Requirement =
Please find every line in the listing that contains the word "chair" and copy each one.

----

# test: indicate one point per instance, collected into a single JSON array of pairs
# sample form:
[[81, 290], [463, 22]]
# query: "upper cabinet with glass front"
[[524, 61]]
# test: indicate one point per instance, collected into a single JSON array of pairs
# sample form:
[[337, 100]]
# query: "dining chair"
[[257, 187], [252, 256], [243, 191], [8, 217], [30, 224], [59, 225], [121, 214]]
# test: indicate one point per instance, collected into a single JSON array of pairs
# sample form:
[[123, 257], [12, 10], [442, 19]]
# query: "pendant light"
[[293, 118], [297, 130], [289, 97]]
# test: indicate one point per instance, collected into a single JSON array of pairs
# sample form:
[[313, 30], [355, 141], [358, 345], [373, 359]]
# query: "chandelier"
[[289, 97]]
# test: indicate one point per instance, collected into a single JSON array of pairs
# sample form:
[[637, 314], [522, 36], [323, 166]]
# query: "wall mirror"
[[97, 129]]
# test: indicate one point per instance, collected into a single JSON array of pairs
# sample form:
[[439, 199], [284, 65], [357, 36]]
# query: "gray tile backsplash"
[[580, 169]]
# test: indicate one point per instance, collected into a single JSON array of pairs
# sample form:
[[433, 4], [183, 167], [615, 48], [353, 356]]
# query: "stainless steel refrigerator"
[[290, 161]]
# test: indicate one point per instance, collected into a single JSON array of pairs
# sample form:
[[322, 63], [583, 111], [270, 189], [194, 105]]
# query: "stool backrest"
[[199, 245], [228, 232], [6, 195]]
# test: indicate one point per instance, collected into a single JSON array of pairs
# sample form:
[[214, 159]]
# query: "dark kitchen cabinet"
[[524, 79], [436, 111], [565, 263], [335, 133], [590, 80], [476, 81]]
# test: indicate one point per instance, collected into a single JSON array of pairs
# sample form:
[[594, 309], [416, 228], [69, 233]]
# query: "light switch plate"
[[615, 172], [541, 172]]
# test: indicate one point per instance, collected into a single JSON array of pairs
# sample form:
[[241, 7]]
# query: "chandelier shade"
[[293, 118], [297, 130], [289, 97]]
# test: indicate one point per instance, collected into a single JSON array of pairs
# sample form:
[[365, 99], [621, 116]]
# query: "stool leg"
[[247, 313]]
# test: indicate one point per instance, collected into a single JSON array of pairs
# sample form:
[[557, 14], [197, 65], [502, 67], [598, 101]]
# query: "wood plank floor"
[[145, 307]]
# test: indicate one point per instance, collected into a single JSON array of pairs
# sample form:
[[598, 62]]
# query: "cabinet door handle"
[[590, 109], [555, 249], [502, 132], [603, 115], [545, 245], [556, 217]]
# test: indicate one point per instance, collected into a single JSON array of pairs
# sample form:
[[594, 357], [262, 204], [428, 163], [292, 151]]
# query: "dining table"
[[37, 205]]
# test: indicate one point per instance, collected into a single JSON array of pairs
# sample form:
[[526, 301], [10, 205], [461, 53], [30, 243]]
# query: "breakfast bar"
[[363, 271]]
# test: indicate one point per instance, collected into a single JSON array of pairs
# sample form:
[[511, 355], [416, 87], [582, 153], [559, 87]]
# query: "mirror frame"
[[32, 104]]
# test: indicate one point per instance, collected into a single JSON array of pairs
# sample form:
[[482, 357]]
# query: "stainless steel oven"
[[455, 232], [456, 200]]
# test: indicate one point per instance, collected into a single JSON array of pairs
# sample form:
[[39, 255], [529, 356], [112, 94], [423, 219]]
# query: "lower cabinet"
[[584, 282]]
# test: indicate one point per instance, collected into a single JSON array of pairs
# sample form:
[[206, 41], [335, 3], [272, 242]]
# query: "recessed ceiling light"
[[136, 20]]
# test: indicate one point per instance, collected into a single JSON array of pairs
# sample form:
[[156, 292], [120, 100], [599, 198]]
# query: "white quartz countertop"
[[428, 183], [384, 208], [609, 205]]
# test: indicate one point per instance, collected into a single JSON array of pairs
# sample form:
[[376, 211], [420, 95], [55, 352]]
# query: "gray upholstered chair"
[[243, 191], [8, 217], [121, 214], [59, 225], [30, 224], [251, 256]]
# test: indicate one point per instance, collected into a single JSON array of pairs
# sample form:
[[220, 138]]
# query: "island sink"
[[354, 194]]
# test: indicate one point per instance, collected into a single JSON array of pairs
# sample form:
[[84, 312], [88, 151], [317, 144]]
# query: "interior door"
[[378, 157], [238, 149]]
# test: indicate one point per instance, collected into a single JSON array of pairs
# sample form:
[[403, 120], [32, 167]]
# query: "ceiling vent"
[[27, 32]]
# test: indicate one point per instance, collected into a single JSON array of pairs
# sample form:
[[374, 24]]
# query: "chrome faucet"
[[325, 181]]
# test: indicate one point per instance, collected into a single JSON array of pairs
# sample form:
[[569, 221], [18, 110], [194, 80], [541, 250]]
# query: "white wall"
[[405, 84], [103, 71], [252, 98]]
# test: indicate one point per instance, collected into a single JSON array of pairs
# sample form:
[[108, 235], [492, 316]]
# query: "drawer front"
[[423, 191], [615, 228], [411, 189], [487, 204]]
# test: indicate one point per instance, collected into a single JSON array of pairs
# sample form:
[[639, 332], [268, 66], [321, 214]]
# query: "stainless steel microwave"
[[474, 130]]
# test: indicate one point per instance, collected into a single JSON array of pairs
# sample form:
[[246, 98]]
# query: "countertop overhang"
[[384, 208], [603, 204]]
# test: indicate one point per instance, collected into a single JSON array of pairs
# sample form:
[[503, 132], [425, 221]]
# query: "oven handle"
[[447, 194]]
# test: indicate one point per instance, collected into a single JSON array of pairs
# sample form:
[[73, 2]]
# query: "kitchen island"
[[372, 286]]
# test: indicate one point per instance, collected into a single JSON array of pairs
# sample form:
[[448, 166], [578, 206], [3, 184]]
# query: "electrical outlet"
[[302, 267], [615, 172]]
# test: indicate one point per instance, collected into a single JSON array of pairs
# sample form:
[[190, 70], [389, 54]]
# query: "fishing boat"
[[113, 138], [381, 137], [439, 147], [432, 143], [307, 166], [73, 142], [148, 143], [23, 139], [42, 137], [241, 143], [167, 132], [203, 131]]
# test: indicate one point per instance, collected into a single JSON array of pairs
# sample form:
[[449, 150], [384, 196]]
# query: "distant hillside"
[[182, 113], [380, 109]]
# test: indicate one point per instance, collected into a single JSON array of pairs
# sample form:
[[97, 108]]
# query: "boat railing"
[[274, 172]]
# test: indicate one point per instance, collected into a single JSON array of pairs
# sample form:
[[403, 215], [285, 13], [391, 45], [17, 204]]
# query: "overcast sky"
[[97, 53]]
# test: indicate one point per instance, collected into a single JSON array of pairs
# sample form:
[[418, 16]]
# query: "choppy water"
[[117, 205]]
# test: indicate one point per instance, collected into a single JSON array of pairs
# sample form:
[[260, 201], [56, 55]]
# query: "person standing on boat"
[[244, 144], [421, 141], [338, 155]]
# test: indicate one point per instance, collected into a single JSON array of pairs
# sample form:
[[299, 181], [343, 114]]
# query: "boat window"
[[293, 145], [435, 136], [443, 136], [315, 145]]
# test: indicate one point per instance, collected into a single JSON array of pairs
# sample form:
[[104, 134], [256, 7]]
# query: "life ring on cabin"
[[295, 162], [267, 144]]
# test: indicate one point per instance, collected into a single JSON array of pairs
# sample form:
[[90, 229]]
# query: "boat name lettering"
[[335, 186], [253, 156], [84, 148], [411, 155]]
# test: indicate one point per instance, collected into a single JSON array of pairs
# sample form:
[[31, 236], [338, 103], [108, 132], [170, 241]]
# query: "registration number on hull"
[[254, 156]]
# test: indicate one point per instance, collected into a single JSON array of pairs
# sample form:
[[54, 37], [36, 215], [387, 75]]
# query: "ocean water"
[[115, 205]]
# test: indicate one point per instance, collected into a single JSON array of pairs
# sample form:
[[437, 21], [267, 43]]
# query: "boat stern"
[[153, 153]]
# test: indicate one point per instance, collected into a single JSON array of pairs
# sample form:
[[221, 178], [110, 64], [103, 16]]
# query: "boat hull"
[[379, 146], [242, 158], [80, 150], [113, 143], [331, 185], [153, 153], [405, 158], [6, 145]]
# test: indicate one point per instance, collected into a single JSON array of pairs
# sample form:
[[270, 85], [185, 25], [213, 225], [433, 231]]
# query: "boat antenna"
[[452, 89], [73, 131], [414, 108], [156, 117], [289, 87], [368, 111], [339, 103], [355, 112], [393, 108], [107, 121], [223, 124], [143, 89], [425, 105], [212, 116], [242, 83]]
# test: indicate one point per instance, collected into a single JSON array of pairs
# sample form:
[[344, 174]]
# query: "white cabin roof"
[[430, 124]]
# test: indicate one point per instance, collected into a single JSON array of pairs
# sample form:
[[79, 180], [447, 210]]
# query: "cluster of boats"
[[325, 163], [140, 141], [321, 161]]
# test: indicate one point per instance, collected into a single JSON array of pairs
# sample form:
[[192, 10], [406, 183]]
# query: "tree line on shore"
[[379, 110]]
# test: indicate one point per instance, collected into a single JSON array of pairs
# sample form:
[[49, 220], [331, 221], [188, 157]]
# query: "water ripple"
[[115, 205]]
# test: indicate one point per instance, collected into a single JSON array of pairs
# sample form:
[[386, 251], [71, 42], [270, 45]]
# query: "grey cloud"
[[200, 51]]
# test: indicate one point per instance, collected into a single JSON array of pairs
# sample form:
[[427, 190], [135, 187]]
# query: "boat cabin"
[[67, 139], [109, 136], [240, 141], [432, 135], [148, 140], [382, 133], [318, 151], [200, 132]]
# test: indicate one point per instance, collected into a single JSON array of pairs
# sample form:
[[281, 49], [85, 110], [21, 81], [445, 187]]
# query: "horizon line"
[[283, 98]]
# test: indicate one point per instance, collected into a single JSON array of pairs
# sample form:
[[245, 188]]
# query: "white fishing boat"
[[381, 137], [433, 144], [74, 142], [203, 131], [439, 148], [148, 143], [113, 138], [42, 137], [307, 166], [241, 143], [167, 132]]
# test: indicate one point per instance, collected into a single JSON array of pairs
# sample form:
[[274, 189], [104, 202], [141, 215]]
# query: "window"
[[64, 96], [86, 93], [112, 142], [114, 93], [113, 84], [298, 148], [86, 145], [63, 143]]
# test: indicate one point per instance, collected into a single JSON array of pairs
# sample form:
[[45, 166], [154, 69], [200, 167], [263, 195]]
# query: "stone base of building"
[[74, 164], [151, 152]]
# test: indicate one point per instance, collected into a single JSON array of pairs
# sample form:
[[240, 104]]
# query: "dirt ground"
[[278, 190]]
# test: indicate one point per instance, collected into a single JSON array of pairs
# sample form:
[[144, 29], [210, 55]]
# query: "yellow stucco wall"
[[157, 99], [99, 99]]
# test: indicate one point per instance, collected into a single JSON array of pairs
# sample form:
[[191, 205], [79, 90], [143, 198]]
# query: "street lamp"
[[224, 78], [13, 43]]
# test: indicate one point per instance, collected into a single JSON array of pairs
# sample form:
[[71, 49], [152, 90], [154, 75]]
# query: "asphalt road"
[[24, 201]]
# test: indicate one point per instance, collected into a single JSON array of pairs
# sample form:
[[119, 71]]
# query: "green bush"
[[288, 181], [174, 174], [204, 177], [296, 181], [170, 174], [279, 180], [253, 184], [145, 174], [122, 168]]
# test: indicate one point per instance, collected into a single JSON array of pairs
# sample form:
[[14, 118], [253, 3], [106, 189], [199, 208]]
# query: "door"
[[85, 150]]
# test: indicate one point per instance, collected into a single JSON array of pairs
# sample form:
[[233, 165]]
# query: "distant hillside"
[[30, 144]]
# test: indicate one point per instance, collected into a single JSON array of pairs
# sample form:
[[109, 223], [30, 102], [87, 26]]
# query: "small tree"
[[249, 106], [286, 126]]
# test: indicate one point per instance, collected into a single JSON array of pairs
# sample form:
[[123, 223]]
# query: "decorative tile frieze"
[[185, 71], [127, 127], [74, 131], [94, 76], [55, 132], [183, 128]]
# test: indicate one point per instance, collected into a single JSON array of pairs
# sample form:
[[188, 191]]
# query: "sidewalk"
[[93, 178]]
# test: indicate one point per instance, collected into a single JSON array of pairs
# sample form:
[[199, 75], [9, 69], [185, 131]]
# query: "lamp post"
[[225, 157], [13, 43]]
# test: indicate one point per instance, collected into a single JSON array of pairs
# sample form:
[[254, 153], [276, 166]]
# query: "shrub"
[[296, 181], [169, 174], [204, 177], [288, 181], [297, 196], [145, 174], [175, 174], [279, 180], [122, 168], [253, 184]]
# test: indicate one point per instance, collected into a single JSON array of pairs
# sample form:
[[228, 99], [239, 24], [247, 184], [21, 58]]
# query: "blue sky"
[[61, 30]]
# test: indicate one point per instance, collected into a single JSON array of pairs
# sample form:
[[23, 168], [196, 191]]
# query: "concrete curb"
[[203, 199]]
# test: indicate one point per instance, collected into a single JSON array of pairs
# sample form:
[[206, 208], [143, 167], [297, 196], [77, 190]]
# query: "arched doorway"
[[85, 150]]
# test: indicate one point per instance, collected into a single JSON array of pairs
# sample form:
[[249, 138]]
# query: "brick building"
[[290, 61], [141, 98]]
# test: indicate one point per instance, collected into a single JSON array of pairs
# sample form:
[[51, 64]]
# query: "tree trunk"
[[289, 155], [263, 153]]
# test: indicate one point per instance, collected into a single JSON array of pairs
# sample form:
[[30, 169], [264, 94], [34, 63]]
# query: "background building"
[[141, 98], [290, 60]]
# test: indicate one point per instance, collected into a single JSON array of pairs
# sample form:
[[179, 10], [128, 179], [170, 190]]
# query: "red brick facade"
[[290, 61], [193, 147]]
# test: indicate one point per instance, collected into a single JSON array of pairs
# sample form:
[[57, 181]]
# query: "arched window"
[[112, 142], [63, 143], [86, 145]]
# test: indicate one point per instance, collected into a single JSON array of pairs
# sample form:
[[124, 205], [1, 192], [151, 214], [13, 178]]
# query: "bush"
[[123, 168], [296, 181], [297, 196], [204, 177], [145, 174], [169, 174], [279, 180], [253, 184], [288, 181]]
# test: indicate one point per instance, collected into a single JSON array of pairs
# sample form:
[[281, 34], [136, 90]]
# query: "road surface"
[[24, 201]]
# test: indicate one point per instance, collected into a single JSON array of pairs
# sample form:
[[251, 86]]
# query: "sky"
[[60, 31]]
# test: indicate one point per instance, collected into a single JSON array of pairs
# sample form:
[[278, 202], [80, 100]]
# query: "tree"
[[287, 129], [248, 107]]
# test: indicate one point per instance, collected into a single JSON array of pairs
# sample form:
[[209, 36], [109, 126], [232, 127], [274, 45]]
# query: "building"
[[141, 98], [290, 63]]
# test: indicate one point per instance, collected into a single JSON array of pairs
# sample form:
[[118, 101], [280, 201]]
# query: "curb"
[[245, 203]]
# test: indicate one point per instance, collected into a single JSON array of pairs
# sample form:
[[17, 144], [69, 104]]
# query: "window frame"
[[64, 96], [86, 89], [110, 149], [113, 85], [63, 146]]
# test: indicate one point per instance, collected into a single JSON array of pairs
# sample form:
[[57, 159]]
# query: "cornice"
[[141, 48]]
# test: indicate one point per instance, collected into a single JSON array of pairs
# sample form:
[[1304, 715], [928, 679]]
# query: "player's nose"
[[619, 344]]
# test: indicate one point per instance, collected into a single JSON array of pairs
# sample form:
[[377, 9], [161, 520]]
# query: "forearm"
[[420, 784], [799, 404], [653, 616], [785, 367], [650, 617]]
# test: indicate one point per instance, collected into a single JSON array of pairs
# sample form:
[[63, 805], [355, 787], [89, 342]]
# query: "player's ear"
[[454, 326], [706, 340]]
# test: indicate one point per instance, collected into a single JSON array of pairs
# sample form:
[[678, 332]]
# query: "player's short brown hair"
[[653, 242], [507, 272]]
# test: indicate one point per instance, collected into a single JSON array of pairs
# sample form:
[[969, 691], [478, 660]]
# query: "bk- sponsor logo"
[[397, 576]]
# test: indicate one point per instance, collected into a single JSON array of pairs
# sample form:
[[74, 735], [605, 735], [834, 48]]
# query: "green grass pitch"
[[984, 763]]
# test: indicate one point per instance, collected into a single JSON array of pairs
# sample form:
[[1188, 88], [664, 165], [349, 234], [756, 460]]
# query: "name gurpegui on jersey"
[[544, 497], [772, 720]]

----

Solution for this task =
# query: "dining chair"
# query: "gray upholstered chair"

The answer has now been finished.